> DOCUMENT EXTRACT:
——
Henry Langworthy was unloading a beehive in Silver Spring yesterday when the hive fell from his hands and hundreds of angry honeybees swarmed over him and under his protective gear.

The 50-year-old Langworthy, a beekeeper for about two years, tried to run but collapsed as the bees stung him around the neck. He was pronounced dead two hours later at Montgomery General Hospital.

If authorities confirm that he died from the bee stings and not a heart attack, Langworthy, a civilian scientist at the Bethesda Naval Hospital would be one of only 50 Americans who die each year from insect stings.

Langworthy, who lived at 14110 Parkville Rd., Rockville, was trying to move two beehives into a friend's back yard at 5:15 a.m. when the accident occurred.

Immediately after the hive fell, the friend, Jack Machlin, went into his house at 15817 Thompson Rd., Silver Spring, to get a broom. When he returned, police said, he found Langworthy lying unconscious about 30 feet from where the accident occurred.
——
> DATASET:
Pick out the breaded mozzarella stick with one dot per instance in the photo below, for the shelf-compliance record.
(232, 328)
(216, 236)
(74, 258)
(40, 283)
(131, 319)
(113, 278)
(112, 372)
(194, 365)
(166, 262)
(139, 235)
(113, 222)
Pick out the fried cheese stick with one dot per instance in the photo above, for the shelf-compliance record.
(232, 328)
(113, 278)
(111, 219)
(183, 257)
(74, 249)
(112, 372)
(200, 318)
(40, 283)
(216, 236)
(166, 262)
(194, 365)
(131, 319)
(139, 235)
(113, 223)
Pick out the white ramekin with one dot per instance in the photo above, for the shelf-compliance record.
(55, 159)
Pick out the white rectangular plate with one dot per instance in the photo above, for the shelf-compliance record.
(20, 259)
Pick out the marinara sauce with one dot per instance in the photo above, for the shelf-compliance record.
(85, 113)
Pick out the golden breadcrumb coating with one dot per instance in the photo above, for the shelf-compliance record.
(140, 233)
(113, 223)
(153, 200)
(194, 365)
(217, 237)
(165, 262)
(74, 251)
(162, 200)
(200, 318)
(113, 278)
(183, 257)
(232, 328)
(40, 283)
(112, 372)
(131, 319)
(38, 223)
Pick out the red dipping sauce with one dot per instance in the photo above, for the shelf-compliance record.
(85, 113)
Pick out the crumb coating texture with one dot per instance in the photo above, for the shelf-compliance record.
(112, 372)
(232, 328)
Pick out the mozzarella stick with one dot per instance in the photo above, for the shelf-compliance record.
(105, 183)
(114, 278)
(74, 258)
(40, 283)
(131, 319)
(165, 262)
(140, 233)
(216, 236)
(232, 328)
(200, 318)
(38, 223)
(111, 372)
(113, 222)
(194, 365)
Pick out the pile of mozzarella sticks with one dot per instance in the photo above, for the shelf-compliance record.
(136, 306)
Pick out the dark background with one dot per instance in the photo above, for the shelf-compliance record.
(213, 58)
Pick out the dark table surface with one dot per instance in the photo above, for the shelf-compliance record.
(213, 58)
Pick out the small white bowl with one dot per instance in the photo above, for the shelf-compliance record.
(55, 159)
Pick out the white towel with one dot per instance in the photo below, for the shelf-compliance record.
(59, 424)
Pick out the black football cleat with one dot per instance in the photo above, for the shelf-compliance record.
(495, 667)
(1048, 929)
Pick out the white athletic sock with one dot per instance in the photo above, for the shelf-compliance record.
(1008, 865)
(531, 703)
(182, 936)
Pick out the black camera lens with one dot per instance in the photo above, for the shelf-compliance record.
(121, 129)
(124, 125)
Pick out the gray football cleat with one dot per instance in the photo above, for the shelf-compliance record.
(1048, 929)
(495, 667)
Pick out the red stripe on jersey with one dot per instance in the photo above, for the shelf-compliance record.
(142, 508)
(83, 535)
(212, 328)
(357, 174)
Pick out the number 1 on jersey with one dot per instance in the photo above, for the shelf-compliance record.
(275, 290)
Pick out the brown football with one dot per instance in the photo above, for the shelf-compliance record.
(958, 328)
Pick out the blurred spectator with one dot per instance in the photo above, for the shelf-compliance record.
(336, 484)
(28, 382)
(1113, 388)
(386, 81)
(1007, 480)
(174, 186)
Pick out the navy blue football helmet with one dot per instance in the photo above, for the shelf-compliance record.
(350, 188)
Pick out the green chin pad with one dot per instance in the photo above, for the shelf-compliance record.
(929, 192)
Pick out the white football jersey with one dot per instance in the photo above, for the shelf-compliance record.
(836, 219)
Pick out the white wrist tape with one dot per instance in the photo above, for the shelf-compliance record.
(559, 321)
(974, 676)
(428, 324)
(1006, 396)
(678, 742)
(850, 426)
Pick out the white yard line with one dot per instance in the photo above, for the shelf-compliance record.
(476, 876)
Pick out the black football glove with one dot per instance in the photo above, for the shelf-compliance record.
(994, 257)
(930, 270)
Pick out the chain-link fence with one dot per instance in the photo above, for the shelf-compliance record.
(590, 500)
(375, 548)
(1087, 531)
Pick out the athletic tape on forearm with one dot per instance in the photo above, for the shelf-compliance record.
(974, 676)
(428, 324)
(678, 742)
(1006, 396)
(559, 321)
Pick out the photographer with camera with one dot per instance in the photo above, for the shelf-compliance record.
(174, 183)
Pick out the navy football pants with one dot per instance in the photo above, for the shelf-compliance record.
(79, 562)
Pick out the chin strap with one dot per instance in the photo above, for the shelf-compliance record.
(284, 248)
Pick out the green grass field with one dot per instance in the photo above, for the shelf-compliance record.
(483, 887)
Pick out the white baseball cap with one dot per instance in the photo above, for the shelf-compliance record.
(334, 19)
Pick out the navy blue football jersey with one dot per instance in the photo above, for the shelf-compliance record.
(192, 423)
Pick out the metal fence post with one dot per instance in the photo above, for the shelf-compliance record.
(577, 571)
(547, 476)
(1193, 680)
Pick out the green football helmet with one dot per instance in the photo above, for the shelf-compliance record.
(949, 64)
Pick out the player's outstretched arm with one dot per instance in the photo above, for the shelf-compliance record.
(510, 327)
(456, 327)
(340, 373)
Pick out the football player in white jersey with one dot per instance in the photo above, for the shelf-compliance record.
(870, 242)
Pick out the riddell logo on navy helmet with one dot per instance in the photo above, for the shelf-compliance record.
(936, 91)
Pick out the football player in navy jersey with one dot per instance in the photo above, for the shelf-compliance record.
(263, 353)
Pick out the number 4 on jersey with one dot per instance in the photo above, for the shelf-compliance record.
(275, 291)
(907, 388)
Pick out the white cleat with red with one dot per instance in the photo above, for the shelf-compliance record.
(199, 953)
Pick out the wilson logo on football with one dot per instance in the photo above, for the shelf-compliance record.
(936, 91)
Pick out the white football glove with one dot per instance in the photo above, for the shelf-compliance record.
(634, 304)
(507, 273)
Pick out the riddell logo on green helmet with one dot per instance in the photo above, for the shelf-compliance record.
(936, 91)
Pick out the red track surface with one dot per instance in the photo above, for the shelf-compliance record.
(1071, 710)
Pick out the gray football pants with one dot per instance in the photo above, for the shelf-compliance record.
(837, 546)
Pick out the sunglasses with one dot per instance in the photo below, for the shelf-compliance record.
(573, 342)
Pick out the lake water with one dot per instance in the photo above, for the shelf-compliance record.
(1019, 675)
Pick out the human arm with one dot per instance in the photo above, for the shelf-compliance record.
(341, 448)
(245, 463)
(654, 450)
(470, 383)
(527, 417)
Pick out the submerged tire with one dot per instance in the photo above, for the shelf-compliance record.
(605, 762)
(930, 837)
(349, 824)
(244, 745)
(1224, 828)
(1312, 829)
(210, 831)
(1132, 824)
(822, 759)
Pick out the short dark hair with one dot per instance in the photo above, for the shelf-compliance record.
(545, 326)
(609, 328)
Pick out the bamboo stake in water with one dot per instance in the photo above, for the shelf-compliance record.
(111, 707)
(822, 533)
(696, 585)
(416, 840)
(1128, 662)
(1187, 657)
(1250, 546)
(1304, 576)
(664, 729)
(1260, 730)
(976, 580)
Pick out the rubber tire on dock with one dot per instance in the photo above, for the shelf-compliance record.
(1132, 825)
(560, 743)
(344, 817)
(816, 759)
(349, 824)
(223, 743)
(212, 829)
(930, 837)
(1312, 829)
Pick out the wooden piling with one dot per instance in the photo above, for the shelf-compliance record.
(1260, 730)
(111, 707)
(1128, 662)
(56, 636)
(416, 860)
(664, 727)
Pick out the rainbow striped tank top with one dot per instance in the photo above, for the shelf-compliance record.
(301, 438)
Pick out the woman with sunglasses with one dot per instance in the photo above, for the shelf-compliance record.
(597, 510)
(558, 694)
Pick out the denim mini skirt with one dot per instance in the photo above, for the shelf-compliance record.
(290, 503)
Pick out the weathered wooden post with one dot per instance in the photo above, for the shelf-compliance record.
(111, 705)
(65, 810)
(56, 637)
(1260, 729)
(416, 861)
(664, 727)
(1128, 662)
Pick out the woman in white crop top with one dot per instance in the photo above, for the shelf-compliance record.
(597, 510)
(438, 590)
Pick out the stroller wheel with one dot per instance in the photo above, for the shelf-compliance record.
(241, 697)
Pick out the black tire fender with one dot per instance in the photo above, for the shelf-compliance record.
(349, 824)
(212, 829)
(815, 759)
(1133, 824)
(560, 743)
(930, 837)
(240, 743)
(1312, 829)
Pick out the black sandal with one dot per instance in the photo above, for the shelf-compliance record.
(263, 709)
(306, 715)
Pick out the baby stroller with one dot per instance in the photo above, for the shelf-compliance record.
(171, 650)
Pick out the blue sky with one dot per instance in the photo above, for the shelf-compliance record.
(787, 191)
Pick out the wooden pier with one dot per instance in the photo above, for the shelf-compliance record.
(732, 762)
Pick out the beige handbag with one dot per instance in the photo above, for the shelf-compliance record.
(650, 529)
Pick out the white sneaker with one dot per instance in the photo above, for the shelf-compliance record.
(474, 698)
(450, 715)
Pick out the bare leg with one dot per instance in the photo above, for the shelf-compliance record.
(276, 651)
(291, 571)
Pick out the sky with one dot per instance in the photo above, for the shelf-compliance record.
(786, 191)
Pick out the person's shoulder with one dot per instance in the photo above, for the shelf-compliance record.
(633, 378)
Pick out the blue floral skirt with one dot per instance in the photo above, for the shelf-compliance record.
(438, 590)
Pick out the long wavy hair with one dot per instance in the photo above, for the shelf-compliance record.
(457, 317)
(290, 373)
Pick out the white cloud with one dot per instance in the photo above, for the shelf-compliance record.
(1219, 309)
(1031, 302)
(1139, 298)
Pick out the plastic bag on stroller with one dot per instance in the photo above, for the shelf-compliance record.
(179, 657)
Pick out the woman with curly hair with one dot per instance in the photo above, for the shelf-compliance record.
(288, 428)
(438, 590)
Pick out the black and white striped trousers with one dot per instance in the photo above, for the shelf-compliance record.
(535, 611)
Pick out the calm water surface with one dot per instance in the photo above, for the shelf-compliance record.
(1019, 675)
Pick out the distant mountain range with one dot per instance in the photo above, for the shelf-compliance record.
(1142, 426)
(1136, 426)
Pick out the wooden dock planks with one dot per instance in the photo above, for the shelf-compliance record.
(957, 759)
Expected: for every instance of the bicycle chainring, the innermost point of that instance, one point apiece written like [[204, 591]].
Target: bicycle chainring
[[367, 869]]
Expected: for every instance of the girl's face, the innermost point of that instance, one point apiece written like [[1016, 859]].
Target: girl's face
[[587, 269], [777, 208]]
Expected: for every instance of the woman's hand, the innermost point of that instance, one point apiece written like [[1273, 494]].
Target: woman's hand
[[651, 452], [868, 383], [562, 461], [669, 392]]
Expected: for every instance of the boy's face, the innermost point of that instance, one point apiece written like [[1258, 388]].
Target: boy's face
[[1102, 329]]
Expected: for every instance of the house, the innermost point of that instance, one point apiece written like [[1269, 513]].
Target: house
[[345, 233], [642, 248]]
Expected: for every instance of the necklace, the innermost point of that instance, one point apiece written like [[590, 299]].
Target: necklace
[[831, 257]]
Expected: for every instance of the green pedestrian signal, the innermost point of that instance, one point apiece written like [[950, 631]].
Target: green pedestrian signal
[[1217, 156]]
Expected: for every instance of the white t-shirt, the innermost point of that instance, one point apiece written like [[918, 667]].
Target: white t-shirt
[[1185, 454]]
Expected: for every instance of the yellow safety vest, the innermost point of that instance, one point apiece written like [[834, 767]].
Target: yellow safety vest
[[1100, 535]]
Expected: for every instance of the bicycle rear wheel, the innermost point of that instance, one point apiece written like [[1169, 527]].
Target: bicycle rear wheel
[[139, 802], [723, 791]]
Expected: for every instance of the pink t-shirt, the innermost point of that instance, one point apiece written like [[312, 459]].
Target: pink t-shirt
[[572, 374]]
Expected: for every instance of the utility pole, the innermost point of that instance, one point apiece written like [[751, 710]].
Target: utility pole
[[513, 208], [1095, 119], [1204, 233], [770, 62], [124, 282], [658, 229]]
——
> TASKS:
[A] Using the news report on the beekeeper's death above, decide whether each statement agrees with it, answering yes or no and quoting the words of the report that settle it: (i) Langworthy had kept bees for about two years. (ii) Langworthy died at the scene of the accident. (iii) Machlin went into his house to call for help.
[B] Extend the news report on the beekeeper's death, picking up after its final sentence.

> PER-TASK OUTPUTS:
[A]
(i) Yes: "a beekeeper for about two years"
(ii) No: "He was pronounced dead two hours later at Montgomery General Hospital."
(iii) No: "went into his house at 15817 Thompson Rd., Silver Spring, to get a broom"

[B]
Police speculated that Langworthy either tripped and fell or had a heart attack after the bees began to sting him. Both Machlin and police officers tried to revive Langworthy.

Langworthy suffered a heart attack eight years ago but had been physically fit since then, according to police.

Karl Kronbein, senior scientist in the Smithsonian Institution's entomology department, said yesterday that deaths from bee stings are often misdiagnosed as heart attacks. Suffocation and allergic reactions to bee venom kill sting victims more frequently than heart attacks, he said.

"A number of stings on the neck can cause so much swelling as to cut off the supply of air to the lungs," Kronbein said.